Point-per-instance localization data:
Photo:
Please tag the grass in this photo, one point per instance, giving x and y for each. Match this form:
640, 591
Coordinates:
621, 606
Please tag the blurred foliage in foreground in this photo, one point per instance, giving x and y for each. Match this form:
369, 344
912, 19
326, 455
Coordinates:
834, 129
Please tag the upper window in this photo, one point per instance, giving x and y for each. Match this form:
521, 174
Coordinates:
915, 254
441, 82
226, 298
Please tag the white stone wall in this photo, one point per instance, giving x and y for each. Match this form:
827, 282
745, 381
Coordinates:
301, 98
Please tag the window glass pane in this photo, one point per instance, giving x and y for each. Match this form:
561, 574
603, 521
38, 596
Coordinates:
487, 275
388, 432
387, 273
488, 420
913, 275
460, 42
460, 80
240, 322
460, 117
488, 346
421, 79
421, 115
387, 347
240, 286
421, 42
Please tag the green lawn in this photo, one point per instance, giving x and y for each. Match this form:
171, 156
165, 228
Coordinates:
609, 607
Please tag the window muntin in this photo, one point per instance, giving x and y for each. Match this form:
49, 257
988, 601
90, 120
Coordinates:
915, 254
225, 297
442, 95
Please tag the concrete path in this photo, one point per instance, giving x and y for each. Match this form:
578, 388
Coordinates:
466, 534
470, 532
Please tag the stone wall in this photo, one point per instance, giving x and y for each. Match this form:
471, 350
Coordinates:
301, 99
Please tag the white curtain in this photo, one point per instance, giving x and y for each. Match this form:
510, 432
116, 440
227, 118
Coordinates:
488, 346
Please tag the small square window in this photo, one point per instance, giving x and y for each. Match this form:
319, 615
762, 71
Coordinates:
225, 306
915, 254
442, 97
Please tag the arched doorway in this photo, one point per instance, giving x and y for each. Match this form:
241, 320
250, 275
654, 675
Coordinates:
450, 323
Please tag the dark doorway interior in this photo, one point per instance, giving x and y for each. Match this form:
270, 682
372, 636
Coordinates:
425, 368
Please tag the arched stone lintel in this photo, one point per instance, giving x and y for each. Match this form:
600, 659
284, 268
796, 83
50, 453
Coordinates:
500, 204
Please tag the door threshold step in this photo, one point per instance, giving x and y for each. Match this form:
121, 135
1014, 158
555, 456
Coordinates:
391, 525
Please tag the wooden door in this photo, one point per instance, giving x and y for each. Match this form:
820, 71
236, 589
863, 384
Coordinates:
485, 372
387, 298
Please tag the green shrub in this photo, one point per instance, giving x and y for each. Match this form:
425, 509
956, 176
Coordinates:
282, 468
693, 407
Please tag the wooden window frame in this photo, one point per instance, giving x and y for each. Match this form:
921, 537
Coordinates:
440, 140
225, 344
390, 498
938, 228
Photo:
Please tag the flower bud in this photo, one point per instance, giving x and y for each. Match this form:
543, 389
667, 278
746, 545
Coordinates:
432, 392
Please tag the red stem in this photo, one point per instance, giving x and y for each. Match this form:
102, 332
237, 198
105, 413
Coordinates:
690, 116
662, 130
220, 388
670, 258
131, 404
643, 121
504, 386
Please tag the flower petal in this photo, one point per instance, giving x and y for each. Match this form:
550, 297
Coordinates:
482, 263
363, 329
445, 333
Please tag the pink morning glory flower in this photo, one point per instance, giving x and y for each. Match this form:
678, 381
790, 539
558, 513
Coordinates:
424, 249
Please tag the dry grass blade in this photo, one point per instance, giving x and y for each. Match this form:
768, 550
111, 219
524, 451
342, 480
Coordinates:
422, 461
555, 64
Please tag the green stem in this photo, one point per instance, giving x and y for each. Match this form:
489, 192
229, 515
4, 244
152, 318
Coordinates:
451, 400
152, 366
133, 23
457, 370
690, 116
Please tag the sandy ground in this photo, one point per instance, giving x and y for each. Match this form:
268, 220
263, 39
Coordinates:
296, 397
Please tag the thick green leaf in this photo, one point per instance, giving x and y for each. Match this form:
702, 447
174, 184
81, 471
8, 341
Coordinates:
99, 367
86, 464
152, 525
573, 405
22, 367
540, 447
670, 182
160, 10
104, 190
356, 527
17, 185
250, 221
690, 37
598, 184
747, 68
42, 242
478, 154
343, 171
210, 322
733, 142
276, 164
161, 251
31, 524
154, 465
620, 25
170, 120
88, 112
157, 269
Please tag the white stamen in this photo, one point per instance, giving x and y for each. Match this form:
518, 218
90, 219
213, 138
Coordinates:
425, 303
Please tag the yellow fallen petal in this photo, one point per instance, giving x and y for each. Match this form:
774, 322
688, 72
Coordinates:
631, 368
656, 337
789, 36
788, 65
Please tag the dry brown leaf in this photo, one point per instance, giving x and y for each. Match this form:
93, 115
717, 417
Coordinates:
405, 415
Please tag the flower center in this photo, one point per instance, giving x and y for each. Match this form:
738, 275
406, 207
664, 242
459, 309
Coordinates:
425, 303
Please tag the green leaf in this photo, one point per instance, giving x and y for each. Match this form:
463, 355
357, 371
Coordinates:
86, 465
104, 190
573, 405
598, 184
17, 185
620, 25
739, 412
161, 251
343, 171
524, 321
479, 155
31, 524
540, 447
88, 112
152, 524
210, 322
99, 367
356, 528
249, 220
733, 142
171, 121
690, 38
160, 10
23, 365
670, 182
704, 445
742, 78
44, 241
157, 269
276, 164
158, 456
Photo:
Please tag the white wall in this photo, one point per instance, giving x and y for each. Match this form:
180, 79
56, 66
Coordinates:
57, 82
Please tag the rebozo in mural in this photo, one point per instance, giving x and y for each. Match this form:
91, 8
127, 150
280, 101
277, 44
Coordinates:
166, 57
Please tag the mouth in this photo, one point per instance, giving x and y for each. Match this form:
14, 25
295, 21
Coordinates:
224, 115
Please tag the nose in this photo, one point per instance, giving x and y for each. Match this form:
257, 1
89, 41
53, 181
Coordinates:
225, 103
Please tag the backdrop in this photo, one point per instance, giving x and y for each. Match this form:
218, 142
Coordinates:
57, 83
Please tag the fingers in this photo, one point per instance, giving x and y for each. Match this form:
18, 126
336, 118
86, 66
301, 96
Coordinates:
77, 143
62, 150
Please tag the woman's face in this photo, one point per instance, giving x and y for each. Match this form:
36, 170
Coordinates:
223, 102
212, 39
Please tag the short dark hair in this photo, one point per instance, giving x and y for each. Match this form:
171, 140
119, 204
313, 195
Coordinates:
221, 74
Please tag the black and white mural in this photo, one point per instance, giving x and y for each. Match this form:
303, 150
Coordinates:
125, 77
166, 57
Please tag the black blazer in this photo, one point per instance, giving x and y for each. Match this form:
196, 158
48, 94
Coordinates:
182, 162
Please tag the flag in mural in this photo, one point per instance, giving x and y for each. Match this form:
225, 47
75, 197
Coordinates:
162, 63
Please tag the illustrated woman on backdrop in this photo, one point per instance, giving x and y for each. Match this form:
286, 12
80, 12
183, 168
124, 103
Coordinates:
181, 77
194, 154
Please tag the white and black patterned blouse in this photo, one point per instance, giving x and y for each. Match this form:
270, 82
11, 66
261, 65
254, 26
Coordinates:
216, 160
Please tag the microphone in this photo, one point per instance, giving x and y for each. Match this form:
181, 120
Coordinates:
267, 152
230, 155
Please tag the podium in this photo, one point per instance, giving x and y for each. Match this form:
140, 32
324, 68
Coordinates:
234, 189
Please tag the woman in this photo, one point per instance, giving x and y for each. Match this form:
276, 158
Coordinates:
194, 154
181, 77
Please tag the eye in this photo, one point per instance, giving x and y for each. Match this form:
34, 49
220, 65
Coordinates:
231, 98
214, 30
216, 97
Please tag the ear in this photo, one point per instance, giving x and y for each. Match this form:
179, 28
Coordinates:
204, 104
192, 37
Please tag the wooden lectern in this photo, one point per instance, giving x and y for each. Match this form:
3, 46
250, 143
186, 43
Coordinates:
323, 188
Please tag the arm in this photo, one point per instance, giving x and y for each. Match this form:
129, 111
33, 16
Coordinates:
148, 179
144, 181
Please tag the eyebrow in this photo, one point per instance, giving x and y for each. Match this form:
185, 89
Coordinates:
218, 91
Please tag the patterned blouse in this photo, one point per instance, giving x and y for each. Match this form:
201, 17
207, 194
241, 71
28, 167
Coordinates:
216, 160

## WORK REQUIRED
Determine the number of lines in the preceding data that contain the word "blouse". Reply with that number only.

## OUTPUT OF THE EXERCISE
2